> _WHAT IS ASKED_
1) Filter the records below, keeping every line that contains the string "stone".
2) Extend the passage on the International Champions Cup soccer tournament, picking up after its final sentence.

> _EXCERPT TO READ_
Brendan McDermid—Reuters

Most people turn to driving for Uber or doing odd jobs for Task Rabbit as a side hustle. For billionaire Stephen M. Ross, it's starting an international soccer tournament in the United States.

Launched in 2013, the International Champions Cup was based around his epiphany that American fans would pay top dollar "to see the best teams and players” in the world. In formatting this new tournament, Ross championed the idea of consolidating what used to be a series of one-off friendly matches into a month-long competition with a trophy. In recent years it has expanded beyond the U.S. to encompass multiple continents, with several matches in China and Singapore this year.

Ross, who owns the NFL’s Miami Dolphins but made his fortune through real estate and is worth $7.4 billion, first started kicking the idea around in 2011 while watching F.C. Barcelona play Mexican club Gaudalajara at the Dolphins' stadium in Miami Gardens. The game attracted over 70,000 fans - at the time, the biggest soccer crowd in Florida’s history.

Getting the I.C.C. up and running wasn't easy — it took time to build a rapport with the best teams, as well as a “significant up front investment,” according to his business partner Matt Higgins, a former New York Jets exec with whom he founded RSE Ventures - a collection of sports-related businesses.

By his own estimates, Ross has invested over $100 million into the I.C.C. “We’ve made a lot of mistakes, and we’ve lost a good deal of money,” he says. “But I really believe that in the long term, this is what America wants to see.”

(Some records)
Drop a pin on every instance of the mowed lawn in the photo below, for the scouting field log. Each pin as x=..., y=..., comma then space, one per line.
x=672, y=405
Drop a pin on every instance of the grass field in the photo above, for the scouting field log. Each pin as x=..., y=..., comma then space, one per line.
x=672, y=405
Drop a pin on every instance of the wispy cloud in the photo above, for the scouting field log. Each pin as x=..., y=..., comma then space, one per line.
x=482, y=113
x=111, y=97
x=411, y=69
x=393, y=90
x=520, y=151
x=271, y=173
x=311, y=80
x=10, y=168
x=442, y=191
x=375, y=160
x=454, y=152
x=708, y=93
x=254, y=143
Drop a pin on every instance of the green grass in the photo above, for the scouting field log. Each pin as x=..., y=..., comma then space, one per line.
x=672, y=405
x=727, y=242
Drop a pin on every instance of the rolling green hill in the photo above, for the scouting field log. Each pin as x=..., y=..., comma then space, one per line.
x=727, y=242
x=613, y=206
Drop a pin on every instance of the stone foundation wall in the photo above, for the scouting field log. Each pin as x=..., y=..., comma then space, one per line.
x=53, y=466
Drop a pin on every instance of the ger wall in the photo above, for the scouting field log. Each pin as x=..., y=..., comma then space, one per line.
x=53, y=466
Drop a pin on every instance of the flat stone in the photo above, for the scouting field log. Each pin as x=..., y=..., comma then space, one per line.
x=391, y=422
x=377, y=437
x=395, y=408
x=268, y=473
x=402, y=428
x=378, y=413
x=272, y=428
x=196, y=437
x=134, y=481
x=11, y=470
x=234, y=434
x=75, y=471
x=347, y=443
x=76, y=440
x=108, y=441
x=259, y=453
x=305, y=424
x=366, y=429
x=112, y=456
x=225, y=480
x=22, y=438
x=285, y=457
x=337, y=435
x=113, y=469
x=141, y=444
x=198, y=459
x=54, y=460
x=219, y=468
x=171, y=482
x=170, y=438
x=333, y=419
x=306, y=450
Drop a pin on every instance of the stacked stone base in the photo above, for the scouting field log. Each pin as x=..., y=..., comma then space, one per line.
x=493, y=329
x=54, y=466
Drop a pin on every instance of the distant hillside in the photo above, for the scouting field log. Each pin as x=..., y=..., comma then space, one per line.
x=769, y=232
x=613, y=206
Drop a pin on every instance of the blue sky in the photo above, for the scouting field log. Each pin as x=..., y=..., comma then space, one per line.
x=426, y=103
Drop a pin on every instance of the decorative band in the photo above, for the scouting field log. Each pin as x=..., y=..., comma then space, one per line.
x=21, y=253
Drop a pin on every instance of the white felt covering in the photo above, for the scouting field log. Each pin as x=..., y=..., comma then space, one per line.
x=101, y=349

> _TASK-BY-TASK ANSWERS_
1)
Drop a pin on every instance of the stone foundation wall in the photo above, for the scouting field log. Each pin as x=..., y=..., comma then space, one per line.
Drop a pin on every instance of the flat stone in the photo above, for the scouting field log. Each pin as x=..., y=..., comma then space, one per line.
Drop a pin on every instance of the stacked stone base in the photo above, for the scouting field log. Each pin as x=..., y=..., comma then space, one per line.

2)
This year’s edition is poised to make a large impact, boasting the best line up yet — including the world’s top teams: Barcelona, Real Madrid, Manchester United, Manchester City, Bayern Munich, Paris Saint-Germain, and Juventus. The 15 participating clubs have a combined market value of $8.7 billion, or an average of $580 million, according to industry experts Transfermarkt.

The tournament has seemingly caught on: The first nine matches played across the U.S. drew a total of 528,121 fans, with an average of 58,680 per game. With three games still left, this is already higher than last year's comparable average of 57,081. Two attendance records have been broken so far this year, too, with 82,104 fans attending Barcelona's 2-1 defeat of Juventus at MetLife Stadium last weekend, and 93,098 in attendance for Manchester City 's 4-1 victory over Real Madrid at the L.A. Coliseum earlier this week.

Real Estate developer and sports entrepreneur Stephen Ross speaks during a news conference to announce the 2015 International Champions Cup North America in New York April 28, 2015.
Brendan McDermid—Reuters

The marquee matchup, dubbed the "El Clasico Miami," is set for this Saturday. It will be the first-ever match in North America between Barcelona and Real Madrid, and the first outside of Spain in over 30 years. It's one of the most historic rivalries in sports and Ross has capitalized on that aspect by putting on a series of events leading up to it, including concerts, branded parties, team rallies, art activations and more. Tickets have gone for between $250 and $4,500.

He says the goal is to create a "super-bowl type of event" that will become an annual fixture due to its enormous impact on South Florida — "not only the excitement it generates, but also what it does for the economy."

Ross admits that in terms of the I.C.C.’s overall profitability, “we haven’t turned the corner yet, but we expect to this year.” Even though it has taken five years to do so, he says that perhaps the biggest stress isn’t related to the cash, but instead related to the grass.

In order to meet the standards of the world’s best teams, the fields have to be in tip-top shape. "In a lot of places we had to go in and put sod on top of the turf just for that game," he says. "That’s one of the really delicate parts of putting these together that people don’t really think about."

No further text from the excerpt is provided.